> _Your instructions_
Please retype only the lines below that run from the one containing "[[238, 204]]" through the last line, both included, without altering a word.
··· Dataset records ···
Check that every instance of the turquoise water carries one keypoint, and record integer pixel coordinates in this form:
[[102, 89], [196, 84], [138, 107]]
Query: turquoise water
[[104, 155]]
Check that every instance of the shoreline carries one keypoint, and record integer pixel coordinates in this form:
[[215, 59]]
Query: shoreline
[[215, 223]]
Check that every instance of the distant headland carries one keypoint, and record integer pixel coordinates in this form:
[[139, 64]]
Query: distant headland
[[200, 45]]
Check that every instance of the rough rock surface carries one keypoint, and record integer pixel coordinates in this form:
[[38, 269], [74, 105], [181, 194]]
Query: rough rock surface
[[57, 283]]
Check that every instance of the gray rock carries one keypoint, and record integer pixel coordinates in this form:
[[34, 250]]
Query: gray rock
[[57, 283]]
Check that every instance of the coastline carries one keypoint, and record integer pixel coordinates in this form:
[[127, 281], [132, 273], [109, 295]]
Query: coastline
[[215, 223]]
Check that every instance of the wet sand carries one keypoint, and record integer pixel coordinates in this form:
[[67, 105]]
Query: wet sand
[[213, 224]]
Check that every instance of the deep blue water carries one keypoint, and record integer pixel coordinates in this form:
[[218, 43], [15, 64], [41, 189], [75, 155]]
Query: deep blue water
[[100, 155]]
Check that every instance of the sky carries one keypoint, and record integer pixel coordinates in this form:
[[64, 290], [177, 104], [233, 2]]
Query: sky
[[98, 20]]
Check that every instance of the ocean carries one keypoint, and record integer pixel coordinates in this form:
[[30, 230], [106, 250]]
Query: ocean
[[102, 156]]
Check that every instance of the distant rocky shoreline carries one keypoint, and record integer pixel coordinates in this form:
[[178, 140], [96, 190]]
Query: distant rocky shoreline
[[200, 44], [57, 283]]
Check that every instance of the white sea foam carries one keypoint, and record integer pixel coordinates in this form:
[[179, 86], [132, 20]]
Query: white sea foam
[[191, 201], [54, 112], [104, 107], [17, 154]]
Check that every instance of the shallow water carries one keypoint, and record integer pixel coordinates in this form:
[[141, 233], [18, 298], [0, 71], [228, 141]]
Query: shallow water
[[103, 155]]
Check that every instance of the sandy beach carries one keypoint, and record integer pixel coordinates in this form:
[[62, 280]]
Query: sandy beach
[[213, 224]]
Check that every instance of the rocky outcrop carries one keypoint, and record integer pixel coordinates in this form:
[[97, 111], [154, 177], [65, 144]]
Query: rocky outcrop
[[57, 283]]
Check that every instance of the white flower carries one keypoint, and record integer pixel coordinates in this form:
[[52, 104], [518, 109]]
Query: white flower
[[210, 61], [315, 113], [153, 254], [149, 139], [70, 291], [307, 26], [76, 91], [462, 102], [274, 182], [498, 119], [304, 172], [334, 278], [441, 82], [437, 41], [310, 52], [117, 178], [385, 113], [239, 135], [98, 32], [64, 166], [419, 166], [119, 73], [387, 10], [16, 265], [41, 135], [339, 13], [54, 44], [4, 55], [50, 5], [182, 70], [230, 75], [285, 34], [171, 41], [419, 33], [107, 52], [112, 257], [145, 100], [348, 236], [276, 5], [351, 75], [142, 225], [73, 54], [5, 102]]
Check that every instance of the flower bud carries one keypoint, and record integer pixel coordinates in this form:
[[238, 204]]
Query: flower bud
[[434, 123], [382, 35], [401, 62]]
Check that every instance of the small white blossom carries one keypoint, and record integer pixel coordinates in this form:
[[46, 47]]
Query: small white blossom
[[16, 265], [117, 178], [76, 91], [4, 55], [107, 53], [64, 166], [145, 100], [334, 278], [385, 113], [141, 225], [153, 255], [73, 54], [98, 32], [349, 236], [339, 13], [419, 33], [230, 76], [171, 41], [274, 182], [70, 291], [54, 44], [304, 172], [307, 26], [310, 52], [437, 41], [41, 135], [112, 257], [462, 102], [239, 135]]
···
> _Exercise output_
[[238, 204]]
Query: flower bud
[[434, 123], [382, 35], [401, 62]]
Check that every instance of the small white blossom carries one keypoint, and record integer pixel coordinates in this form:
[[46, 47]]
Query: small white blossom
[[16, 265], [117, 178], [76, 91], [4, 55], [107, 53], [64, 166], [145, 100], [334, 278], [385, 113], [141, 225], [153, 255], [73, 54], [98, 32], [349, 236], [339, 13], [419, 33], [230, 76], [171, 41], [274, 182], [70, 291], [54, 44], [304, 172], [307, 26], [310, 52], [437, 41], [41, 135], [112, 257], [462, 102], [239, 135]]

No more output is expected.